▶ What the task requires: Output the entries below exactly as written, omitting pictures.

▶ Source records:
★ ★ ★ ★ ★ ★ ★
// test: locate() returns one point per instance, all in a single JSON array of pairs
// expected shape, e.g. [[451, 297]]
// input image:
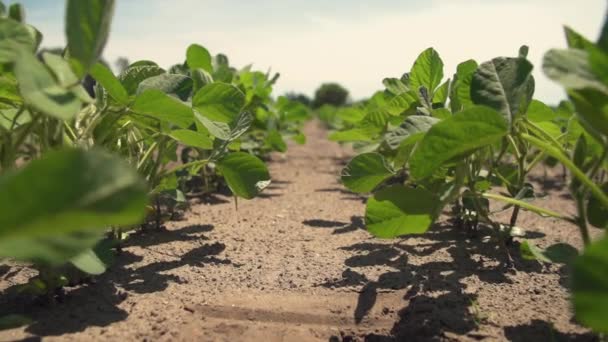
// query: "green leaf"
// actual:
[[457, 136], [246, 175], [197, 57], [14, 37], [219, 102], [41, 91], [17, 12], [571, 69], [192, 138], [590, 286], [412, 128], [591, 110], [276, 142], [50, 222], [395, 86], [398, 210], [135, 74], [531, 252], [597, 214], [171, 84], [161, 106], [87, 30], [219, 130], [299, 138], [89, 262], [441, 94], [460, 92], [350, 114], [539, 112], [503, 84], [110, 83], [365, 172], [401, 103], [366, 133], [427, 71]]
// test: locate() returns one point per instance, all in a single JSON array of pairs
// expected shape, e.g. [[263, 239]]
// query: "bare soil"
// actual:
[[296, 264]]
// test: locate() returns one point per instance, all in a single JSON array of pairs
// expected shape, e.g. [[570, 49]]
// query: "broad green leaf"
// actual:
[[571, 69], [503, 84], [61, 69], [592, 110], [365, 172], [550, 128], [414, 125], [170, 84], [460, 92], [275, 141], [395, 86], [399, 210], [48, 221], [441, 95], [13, 320], [110, 83], [200, 78], [16, 12], [87, 30], [427, 71], [299, 138], [219, 102], [197, 57], [41, 91], [350, 114], [401, 103], [135, 74], [463, 133], [539, 112], [356, 134], [65, 76], [192, 138], [246, 175], [590, 286], [14, 37], [89, 262], [602, 41], [161, 106]]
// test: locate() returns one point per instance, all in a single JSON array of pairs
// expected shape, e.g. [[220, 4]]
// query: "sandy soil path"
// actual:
[[296, 265]]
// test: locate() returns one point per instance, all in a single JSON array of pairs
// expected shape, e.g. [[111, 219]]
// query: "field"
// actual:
[[297, 264], [194, 203]]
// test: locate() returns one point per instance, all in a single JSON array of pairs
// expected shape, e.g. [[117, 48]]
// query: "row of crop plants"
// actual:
[[83, 166], [469, 143]]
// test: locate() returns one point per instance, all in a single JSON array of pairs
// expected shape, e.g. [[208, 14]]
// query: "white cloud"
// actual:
[[358, 46]]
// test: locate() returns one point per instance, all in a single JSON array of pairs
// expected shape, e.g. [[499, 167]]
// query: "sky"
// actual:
[[356, 43]]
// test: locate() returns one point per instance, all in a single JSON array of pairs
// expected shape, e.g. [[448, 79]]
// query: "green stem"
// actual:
[[552, 151], [582, 220], [541, 132], [527, 206]]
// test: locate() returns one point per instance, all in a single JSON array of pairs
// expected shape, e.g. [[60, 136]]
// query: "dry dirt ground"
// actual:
[[297, 265]]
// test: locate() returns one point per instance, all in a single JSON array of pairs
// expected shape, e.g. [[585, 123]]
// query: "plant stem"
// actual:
[[581, 220], [528, 206], [599, 194]]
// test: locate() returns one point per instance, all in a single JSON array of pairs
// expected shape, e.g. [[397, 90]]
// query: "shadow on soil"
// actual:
[[97, 303], [355, 223], [449, 309]]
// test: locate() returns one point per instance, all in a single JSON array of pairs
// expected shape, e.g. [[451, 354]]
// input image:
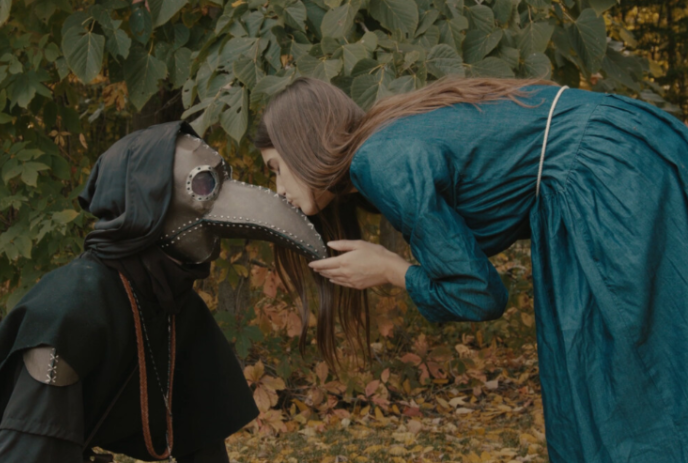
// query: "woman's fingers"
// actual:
[[326, 264], [344, 245]]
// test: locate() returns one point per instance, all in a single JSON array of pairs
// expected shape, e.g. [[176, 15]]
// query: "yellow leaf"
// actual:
[[414, 426], [373, 449], [384, 377], [527, 319], [262, 398], [372, 387], [321, 371], [473, 458], [294, 325], [397, 450], [276, 384], [407, 386], [442, 402]]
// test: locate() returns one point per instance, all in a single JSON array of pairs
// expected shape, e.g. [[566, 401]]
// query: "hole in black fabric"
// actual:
★ ★ ★ ★ ★ ★ ★
▶ Answer to this exercise:
// test: locate() returns one point per instance, all in a single JSON array of pairs
// expected shape, e.g. [[451, 297]]
// input image:
// query: "green leaf"
// actual:
[[457, 136], [246, 175], [197, 57], [14, 37], [219, 102], [41, 91], [17, 12], [571, 69], [192, 138], [590, 286], [412, 128], [591, 110], [276, 142], [50, 222], [395, 86], [398, 210], [135, 74], [531, 252], [597, 214], [171, 84], [161, 106], [87, 30], [219, 130], [299, 138], [89, 262], [441, 94], [460, 92], [350, 114], [539, 112], [503, 84], [110, 83], [365, 172], [401, 103], [366, 133], [427, 71]]
// test: locate() returns one point per instance, all in a single JSON array of pairs
// expected shape, e.g. [[263, 239]]
// query: "bare soil"
// actual:
[[296, 264]]
// test: locate() returns one point per instance, all in a single JSON array of pairs
// expected shape, e.g. [[570, 49]]
// query: "broad green leaf"
// actual:
[[571, 69], [503, 84], [61, 69], [592, 110], [365, 172], [550, 128], [414, 125], [170, 84], [460, 92], [275, 141], [395, 86], [399, 210], [48, 221], [441, 95], [13, 320], [110, 83], [200, 78], [16, 12], [87, 30], [427, 71], [299, 138], [219, 102], [197, 57], [41, 91], [350, 114], [401, 103], [135, 74], [463, 133], [539, 112], [356, 134], [65, 76], [192, 138], [246, 175], [590, 286], [14, 37], [89, 262], [602, 41], [161, 106]]
// test: locate() returns one point per instance, all in a single JSON array of pairs
// expected shape, e.g. [[220, 4]]
// query: "sandy soil path"
// actual:
[[296, 265]]
// test: locate() returns one point per instance, all in a single JSON array of pairs
// expected shape, e.g. [[111, 219]]
// query: "field"
// actual:
[[297, 264], [194, 203]]
// test: locate() returns one point per instance, all in a single JSON array of pairs
// expected shape, e.g. [[117, 48]]
// query: "row of crop plants"
// actual:
[[83, 166], [469, 143]]
// test: locate() returns one point per instance, all in a single JSON array of pairs
// expected shape, e.g. [[208, 14]]
// query: "white cloud"
// actual:
[[358, 46]]
// test: locate() returns one point per instance, all in a single JSON array of pairs
// expected shape, e.g. [[499, 167]]
// query: "sky"
// actual:
[[356, 43]]
// test: locate() returns one point per instance, all in a single JSON array of pairs
// expected shape, e.g. [[448, 79]]
// query: "green stem"
// actual:
[[552, 151], [582, 220], [541, 132], [527, 206]]
// test: locate() returns one point per instance, all in a single JSON array of pairs
// expected shape, e.g. [[60, 136]]
// query: "dry dirt ground"
// actual:
[[297, 265]]
// test: locate() returns one point per instance, all in a single JSON array of pairs
// expected shape, e.g. [[585, 123]]
// query: "plant stem"
// actual:
[[581, 220], [528, 206], [599, 194]]
// test: locate() returns one point per instance, all in a single JSON array of pairs
// expected shape, e.g. [[397, 90]]
// query: "shadow on soil"
// actual:
[[97, 303], [355, 223], [449, 309]]
// test: locate() returns one point per instance, all in a single JSON array of pairs
// expected shape, e.g. [[451, 354]]
// input image:
// query: "woman's fingers"
// actual:
[[326, 264], [344, 245]]
// test: locate() returns one point per instance, all in a single JSON array of pairs
// expected shape, e.g. [[176, 15]]
// query: "yellow leaf"
// actual:
[[414, 426], [373, 449], [384, 377], [527, 319], [262, 398], [372, 387], [321, 371], [473, 458], [294, 325], [397, 450], [276, 384], [407, 386], [442, 402]]
// test: locate() returns one point per instance, all in a single JSON array of pairs
// expected shape, e.g. [[566, 401]]
// query: "hole in black fabric"
// actual:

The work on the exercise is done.